_ENTRIES SUPPLIED:_
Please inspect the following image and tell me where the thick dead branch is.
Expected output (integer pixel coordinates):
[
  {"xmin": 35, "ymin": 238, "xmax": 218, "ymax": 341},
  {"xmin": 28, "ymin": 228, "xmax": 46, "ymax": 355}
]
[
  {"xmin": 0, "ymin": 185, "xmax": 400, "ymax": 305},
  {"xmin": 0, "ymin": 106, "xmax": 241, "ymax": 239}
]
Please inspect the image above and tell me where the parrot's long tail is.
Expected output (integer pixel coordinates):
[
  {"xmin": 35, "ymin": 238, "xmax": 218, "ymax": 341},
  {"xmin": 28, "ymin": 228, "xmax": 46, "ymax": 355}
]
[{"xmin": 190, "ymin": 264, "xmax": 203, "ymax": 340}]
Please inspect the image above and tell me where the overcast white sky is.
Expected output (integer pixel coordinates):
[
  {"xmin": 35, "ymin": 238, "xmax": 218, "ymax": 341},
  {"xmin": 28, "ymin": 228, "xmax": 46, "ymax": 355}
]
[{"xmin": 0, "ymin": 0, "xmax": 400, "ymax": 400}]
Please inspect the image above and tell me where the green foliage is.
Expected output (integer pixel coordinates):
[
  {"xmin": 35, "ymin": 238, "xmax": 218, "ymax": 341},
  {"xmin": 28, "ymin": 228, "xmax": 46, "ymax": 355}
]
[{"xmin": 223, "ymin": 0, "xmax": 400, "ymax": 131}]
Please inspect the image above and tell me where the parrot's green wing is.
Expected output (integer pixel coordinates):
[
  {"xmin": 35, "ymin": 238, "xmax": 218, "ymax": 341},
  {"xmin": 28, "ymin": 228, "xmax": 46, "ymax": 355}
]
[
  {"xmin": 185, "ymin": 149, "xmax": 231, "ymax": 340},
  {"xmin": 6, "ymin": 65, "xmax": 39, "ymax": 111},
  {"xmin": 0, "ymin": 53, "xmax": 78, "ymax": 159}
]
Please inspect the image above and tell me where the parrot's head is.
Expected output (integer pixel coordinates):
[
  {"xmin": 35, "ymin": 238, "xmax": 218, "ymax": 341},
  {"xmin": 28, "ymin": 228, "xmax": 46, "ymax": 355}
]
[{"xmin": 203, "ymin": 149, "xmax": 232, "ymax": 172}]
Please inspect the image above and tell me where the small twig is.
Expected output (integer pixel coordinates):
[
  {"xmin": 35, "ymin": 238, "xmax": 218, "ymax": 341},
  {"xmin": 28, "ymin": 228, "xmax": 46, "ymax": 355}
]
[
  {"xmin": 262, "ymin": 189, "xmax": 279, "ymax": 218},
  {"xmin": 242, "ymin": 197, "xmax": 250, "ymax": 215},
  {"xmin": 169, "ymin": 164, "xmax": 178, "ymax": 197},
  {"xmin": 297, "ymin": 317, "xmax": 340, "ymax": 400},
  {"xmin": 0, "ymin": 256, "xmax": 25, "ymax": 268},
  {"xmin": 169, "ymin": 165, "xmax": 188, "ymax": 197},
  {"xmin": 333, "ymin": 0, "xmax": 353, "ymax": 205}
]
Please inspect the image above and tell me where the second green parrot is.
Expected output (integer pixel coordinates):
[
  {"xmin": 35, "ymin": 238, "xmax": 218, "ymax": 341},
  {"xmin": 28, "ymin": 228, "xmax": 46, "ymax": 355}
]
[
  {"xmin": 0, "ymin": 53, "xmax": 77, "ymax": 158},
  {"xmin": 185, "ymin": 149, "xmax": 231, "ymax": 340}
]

_WHAT IS ASKED:_
Can you swap every "Expected output" in the material above for "Sample output" and give the material back with nothing else changed?

_ANSWER TO THE PROBLEM:_
Please inspect the following image and tell me where the thick dead branch is.
Sample output (integer pixel coordinates):
[
  {"xmin": 35, "ymin": 238, "xmax": 218, "ymax": 341},
  {"xmin": 28, "ymin": 228, "xmax": 46, "ymax": 355}
]
[
  {"xmin": 0, "ymin": 185, "xmax": 400, "ymax": 305},
  {"xmin": 0, "ymin": 106, "xmax": 241, "ymax": 239}
]
Please inspect the image above and tell me where the parrot's long tail is.
Sample output (integer pixel coordinates):
[
  {"xmin": 35, "ymin": 238, "xmax": 218, "ymax": 341},
  {"xmin": 28, "ymin": 228, "xmax": 46, "ymax": 355}
]
[{"xmin": 190, "ymin": 264, "xmax": 203, "ymax": 340}]
Please inspect the image above and tell me where the overcast white sky is.
Sample output (integer pixel coordinates):
[
  {"xmin": 35, "ymin": 238, "xmax": 218, "ymax": 341},
  {"xmin": 28, "ymin": 228, "xmax": 46, "ymax": 355}
]
[{"xmin": 0, "ymin": 0, "xmax": 400, "ymax": 400}]
Please inspect the image above and tell me where the green foliage is.
Sample output (integer pixel coordinates):
[
  {"xmin": 35, "ymin": 238, "xmax": 218, "ymax": 341},
  {"xmin": 28, "ymin": 228, "xmax": 46, "ymax": 355}
]
[{"xmin": 223, "ymin": 0, "xmax": 400, "ymax": 131}]
Please inspect the image above and tell me where the parrot's green wing is.
Sample output (integer pixel coordinates):
[
  {"xmin": 35, "ymin": 238, "xmax": 218, "ymax": 341},
  {"xmin": 28, "ymin": 228, "xmax": 46, "ymax": 355}
]
[
  {"xmin": 185, "ymin": 149, "xmax": 231, "ymax": 340},
  {"xmin": 6, "ymin": 65, "xmax": 39, "ymax": 111},
  {"xmin": 0, "ymin": 53, "xmax": 78, "ymax": 159}
]
Please inspect the image above and tell me where the parrot's head is.
Sample output (integer pixel coordinates):
[
  {"xmin": 35, "ymin": 238, "xmax": 218, "ymax": 341},
  {"xmin": 28, "ymin": 228, "xmax": 46, "ymax": 355}
]
[{"xmin": 203, "ymin": 149, "xmax": 232, "ymax": 172}]
Please inspect the image above and tell me where the small twig is.
Sample output (integer pixel coordinates):
[
  {"xmin": 35, "ymin": 238, "xmax": 218, "ymax": 341},
  {"xmin": 28, "ymin": 228, "xmax": 46, "ymax": 355}
]
[
  {"xmin": 262, "ymin": 189, "xmax": 279, "ymax": 218},
  {"xmin": 242, "ymin": 197, "xmax": 250, "ymax": 215},
  {"xmin": 169, "ymin": 164, "xmax": 178, "ymax": 197},
  {"xmin": 297, "ymin": 317, "xmax": 340, "ymax": 400},
  {"xmin": 0, "ymin": 256, "xmax": 25, "ymax": 268},
  {"xmin": 169, "ymin": 165, "xmax": 188, "ymax": 197},
  {"xmin": 333, "ymin": 0, "xmax": 353, "ymax": 205}
]
Please inspect the image above and tell me where the second green parrot is.
Sample output (integer pixel coordinates):
[
  {"xmin": 35, "ymin": 238, "xmax": 218, "ymax": 341},
  {"xmin": 28, "ymin": 228, "xmax": 46, "ymax": 355}
]
[
  {"xmin": 0, "ymin": 53, "xmax": 77, "ymax": 158},
  {"xmin": 185, "ymin": 149, "xmax": 231, "ymax": 340}
]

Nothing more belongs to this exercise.